Rewrite everything from the line containing "of the weathered" down to the line containing "[(5, 45), (24, 39), (49, 43), (82, 52)]", swapping "weathered rock surface" for "eroded rock face" and leaving all else as it stands. Give only those lines.

------ PROVIDED RECORDS ------

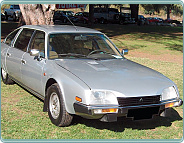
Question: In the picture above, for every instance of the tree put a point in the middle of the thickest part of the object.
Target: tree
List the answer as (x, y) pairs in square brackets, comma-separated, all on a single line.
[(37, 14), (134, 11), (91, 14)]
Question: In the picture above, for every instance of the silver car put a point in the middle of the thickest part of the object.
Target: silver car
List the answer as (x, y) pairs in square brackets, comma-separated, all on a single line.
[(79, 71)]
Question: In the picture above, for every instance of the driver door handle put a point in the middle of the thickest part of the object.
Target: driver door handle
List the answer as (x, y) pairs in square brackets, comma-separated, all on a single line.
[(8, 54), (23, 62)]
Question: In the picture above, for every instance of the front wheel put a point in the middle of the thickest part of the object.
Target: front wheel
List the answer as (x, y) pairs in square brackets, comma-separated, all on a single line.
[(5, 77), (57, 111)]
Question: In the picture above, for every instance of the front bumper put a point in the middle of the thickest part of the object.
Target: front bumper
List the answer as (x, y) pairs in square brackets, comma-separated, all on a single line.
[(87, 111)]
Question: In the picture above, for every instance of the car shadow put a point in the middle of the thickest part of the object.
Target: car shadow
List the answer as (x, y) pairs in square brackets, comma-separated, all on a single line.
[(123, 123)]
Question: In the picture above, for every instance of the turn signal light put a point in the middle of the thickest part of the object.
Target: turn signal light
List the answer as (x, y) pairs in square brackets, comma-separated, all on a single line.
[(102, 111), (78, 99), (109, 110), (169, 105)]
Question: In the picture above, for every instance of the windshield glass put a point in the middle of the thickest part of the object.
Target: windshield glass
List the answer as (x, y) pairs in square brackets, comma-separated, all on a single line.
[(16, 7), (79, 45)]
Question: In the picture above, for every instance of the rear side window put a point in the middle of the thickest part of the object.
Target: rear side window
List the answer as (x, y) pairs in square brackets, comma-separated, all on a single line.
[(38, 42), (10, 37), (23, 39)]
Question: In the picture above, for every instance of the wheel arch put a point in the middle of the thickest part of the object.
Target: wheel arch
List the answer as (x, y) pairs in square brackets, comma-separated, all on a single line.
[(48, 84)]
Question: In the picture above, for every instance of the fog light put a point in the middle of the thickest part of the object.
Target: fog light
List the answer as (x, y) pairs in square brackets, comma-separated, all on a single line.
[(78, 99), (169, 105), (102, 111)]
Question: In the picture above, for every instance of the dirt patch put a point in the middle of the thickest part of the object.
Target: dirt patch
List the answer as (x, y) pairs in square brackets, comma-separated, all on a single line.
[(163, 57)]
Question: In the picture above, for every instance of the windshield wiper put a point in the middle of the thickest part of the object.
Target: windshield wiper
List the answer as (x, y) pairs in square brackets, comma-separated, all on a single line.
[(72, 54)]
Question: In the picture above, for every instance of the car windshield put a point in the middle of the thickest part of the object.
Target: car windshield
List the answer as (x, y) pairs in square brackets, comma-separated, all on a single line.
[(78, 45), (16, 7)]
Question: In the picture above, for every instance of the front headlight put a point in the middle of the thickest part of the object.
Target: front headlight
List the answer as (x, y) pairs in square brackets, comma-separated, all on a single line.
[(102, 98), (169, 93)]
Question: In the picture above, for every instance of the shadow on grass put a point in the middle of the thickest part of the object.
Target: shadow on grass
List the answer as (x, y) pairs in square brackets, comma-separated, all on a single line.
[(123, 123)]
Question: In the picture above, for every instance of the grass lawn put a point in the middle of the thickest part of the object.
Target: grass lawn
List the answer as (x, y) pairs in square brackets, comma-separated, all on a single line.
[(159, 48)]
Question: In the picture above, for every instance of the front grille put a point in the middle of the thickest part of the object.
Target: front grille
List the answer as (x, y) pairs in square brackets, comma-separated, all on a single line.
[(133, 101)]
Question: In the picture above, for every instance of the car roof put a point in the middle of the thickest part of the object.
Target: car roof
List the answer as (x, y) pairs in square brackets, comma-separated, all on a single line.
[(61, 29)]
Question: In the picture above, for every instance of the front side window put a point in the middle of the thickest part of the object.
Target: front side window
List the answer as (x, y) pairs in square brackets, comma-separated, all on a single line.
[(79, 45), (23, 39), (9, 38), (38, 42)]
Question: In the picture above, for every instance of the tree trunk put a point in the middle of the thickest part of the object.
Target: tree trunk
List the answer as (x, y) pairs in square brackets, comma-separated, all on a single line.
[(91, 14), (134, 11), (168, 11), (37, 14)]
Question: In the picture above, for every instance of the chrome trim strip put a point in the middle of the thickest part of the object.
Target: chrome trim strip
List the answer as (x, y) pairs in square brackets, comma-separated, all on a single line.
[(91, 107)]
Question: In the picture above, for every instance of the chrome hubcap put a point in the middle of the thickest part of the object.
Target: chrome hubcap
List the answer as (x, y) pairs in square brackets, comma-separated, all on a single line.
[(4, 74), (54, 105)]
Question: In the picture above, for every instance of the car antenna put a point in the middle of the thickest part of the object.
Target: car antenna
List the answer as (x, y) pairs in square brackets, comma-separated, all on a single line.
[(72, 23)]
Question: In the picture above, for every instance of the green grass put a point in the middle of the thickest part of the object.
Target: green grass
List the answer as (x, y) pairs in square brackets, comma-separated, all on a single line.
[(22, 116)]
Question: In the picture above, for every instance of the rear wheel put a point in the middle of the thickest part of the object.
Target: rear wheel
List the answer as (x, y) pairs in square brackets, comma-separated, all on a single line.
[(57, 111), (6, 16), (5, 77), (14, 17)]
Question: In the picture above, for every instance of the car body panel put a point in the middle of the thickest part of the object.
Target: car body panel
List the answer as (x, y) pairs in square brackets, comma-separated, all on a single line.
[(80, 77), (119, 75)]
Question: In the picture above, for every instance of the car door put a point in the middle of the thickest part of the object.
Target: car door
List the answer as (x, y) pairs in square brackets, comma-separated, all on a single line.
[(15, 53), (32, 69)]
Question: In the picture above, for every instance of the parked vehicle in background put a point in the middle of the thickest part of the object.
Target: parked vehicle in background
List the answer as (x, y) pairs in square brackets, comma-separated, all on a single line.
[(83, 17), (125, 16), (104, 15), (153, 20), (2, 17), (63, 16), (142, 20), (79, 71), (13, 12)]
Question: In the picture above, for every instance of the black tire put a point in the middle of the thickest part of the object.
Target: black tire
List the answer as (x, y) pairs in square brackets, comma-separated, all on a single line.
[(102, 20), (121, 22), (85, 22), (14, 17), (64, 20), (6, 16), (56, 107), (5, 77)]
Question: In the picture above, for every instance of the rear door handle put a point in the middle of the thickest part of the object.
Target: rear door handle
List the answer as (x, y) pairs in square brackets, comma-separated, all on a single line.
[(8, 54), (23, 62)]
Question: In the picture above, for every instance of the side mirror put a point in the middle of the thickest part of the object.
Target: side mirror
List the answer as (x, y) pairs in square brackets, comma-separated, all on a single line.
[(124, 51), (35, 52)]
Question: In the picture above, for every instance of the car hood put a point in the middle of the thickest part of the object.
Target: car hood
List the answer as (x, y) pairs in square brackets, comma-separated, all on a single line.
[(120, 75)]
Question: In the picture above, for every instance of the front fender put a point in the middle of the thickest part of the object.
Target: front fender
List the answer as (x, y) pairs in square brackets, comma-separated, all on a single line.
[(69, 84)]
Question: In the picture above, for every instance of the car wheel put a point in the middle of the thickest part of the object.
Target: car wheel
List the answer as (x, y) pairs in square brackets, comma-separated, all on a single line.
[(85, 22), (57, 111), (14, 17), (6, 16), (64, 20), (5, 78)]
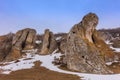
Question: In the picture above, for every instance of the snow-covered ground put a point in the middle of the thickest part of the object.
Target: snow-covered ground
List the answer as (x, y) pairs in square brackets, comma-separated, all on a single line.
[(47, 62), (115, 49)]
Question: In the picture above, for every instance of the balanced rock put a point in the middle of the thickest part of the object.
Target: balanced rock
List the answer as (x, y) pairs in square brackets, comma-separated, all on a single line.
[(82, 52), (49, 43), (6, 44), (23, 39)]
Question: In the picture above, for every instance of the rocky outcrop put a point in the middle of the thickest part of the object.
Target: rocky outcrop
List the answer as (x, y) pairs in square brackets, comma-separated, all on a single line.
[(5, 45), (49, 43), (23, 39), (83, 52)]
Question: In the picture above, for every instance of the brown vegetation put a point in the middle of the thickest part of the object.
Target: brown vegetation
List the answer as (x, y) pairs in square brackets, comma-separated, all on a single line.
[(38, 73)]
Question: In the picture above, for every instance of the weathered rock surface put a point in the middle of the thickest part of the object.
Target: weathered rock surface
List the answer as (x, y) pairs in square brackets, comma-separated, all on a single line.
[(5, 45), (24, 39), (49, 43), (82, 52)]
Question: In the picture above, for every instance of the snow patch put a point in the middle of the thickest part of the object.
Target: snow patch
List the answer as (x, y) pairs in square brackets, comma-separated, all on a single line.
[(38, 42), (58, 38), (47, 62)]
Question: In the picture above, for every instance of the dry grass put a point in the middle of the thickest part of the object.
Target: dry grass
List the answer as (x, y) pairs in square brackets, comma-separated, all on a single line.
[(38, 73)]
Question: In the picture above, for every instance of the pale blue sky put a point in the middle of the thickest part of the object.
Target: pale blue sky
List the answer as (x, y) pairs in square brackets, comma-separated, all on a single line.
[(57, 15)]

------
------ PROVIDED RECORDS ------

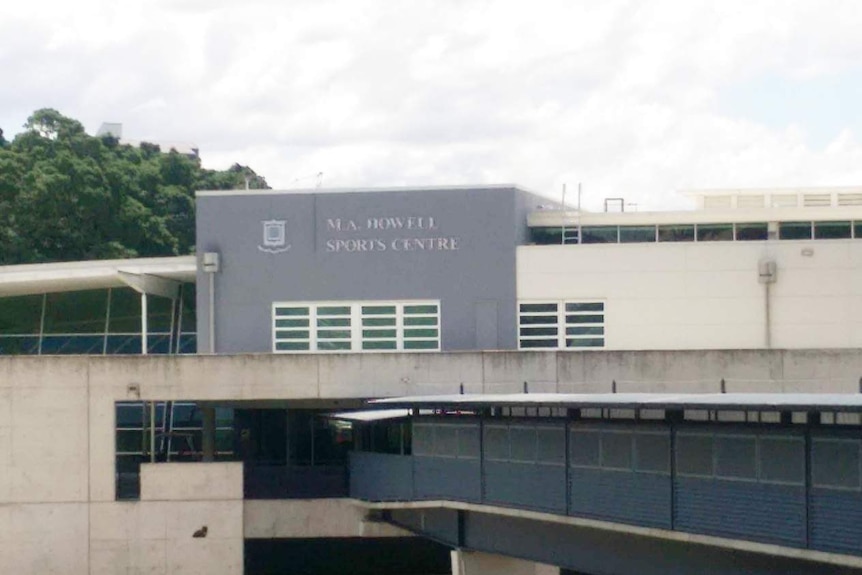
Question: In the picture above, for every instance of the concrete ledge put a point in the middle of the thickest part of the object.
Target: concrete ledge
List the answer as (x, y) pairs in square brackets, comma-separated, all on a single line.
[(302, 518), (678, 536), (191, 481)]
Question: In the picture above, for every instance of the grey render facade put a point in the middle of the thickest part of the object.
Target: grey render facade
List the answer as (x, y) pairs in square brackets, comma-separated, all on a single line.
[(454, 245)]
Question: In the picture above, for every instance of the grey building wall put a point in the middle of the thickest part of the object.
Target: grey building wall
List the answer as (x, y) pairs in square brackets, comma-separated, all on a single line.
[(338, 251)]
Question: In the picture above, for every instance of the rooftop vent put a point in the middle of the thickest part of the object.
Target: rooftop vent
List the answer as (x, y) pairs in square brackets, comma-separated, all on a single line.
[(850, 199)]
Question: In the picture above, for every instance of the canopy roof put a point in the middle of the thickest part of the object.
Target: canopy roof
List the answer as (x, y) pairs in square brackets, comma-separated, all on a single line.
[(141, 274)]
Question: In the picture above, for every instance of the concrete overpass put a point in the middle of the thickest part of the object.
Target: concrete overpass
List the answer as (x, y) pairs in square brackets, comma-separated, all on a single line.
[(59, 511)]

------

* **WRITTEN ANSWER**:
Question: In the picture above, for every instance of the eroded rock face put a point in the middle of the thickest part of the object.
Target: eroded rock face
List the answer as (x, y) pairs in square brackets, comma-separated, all on a single line.
[(5, 45), (24, 39), (49, 43), (82, 52)]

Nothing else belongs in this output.